[Start of Attachment]

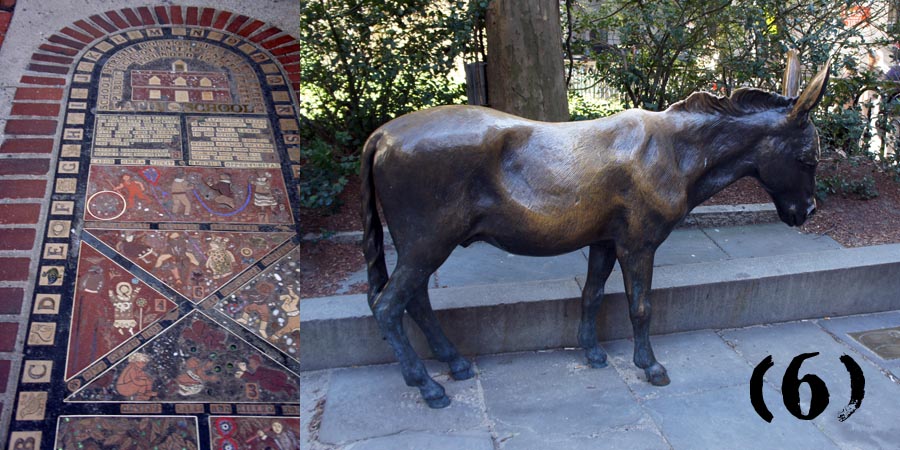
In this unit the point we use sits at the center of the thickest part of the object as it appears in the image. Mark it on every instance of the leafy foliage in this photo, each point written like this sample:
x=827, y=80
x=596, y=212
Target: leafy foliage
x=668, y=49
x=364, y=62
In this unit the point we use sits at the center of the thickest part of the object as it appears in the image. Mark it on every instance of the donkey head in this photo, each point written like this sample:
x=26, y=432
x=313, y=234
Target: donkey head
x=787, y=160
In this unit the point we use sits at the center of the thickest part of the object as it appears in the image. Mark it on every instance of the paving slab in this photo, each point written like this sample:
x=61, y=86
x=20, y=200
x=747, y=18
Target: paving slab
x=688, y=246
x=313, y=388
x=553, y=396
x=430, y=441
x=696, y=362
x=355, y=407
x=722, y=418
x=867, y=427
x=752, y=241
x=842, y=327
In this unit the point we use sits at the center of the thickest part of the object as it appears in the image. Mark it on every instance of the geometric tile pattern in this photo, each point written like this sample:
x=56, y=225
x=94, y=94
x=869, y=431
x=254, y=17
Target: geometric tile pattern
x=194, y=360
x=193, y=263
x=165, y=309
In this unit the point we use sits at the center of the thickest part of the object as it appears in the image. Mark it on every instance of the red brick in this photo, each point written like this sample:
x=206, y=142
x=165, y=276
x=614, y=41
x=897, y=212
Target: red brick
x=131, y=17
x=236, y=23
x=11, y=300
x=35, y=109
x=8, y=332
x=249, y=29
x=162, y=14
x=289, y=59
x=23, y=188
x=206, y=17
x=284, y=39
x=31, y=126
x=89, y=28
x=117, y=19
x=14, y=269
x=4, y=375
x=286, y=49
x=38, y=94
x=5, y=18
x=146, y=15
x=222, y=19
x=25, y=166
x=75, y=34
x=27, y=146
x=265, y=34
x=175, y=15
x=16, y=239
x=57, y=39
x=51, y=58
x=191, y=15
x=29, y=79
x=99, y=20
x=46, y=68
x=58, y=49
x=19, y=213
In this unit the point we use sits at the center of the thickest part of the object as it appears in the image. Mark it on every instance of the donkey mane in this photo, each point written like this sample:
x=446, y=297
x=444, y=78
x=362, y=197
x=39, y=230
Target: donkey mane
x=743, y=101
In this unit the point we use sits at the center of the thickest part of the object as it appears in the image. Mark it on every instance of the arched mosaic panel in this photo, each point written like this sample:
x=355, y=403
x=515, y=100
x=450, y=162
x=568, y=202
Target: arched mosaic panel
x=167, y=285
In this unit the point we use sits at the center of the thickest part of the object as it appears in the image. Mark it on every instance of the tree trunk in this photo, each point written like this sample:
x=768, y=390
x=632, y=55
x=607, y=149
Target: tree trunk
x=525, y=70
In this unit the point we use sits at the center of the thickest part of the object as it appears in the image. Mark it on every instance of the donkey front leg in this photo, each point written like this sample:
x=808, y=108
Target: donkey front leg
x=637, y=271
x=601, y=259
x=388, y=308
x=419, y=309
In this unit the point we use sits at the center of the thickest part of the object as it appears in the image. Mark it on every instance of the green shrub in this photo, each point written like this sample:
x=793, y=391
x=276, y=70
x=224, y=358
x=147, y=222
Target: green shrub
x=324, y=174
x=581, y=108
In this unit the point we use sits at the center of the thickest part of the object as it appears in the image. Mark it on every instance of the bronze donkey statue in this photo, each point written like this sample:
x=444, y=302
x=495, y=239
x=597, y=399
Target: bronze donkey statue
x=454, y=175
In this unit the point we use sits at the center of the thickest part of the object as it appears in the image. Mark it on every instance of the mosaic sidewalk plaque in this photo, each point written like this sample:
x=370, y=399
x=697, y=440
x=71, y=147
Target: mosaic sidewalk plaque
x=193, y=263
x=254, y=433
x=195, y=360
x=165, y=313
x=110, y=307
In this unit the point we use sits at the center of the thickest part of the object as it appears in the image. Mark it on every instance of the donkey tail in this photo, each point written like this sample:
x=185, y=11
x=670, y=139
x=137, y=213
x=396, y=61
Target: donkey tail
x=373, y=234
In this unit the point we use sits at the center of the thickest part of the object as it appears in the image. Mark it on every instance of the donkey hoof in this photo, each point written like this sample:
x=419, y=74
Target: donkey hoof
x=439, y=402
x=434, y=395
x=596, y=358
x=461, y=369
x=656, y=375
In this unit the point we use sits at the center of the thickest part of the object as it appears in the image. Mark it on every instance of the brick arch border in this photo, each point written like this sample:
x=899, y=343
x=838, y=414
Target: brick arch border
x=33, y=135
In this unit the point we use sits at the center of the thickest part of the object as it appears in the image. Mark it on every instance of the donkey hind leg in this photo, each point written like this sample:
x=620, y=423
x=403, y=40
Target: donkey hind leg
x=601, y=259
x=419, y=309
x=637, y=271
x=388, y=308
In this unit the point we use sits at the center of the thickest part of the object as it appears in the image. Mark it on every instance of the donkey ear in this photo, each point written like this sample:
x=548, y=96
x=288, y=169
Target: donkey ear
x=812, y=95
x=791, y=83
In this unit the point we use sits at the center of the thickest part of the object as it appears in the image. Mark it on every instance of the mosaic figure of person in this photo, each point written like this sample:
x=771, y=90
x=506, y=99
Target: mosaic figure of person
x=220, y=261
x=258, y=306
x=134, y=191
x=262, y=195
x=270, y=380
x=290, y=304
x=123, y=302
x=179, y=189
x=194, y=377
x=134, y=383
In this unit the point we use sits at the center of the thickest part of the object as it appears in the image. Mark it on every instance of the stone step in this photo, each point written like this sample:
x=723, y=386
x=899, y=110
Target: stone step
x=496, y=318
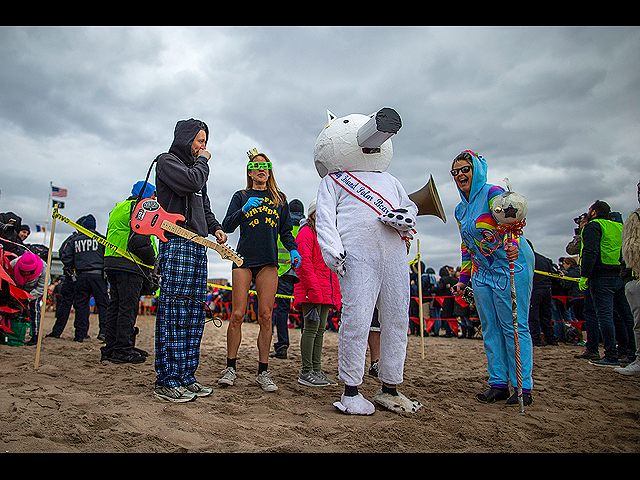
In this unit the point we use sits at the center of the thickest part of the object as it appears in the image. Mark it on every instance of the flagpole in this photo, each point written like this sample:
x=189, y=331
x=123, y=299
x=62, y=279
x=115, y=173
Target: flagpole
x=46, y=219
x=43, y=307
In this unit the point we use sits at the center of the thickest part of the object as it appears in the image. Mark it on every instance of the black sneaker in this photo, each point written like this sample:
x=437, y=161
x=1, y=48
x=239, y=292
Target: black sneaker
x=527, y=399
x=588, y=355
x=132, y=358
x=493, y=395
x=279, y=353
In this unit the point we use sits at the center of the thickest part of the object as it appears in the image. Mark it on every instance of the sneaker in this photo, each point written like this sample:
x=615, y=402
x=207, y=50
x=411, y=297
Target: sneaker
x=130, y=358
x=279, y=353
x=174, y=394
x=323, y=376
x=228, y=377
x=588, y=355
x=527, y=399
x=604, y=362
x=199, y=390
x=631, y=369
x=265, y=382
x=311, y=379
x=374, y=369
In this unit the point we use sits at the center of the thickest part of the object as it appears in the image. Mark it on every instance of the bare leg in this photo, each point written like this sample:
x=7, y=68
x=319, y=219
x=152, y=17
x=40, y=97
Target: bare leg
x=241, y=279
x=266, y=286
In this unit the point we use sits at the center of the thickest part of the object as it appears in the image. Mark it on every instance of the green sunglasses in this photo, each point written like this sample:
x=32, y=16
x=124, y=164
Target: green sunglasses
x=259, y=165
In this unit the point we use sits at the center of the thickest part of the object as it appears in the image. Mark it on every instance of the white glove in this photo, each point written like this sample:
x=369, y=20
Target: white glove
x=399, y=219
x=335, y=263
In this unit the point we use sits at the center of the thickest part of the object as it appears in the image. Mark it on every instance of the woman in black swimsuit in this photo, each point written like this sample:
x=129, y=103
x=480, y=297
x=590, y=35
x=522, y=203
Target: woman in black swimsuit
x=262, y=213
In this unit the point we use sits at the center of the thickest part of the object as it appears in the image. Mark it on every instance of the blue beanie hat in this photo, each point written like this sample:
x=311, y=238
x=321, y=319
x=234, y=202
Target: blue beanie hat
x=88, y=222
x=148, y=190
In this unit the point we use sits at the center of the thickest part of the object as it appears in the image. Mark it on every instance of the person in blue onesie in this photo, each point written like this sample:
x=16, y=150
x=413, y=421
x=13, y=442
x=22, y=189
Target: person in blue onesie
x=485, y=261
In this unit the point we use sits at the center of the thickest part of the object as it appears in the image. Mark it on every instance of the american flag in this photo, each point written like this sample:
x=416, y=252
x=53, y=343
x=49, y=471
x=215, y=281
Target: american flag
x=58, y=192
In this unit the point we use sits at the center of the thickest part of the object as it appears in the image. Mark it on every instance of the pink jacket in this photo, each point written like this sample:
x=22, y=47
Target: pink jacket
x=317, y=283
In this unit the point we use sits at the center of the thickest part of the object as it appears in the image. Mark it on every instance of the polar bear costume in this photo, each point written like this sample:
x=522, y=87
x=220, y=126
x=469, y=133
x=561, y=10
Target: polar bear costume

[End of Attachment]

**TASK DIRECTIONS**
Set down, exactly as they appear, the line holding "x=215, y=281" and every line after it until the records end.

**RESPONSE**
x=215, y=281
Target: american flag
x=58, y=192
In this unit the point we use sits at the center of the thickest part of the object as it appears in the image. Mark it on every instance of the pink jacket in this photo, each point written like this sample:
x=22, y=47
Target: pink jacket
x=317, y=283
In this unit the point we use sits at the center of the thickest part of the object as it appears in the image. Mark it on every instance of the polar bear costume in this photo, each point written like this sample:
x=522, y=87
x=220, y=126
x=469, y=133
x=561, y=10
Target: polar bear costume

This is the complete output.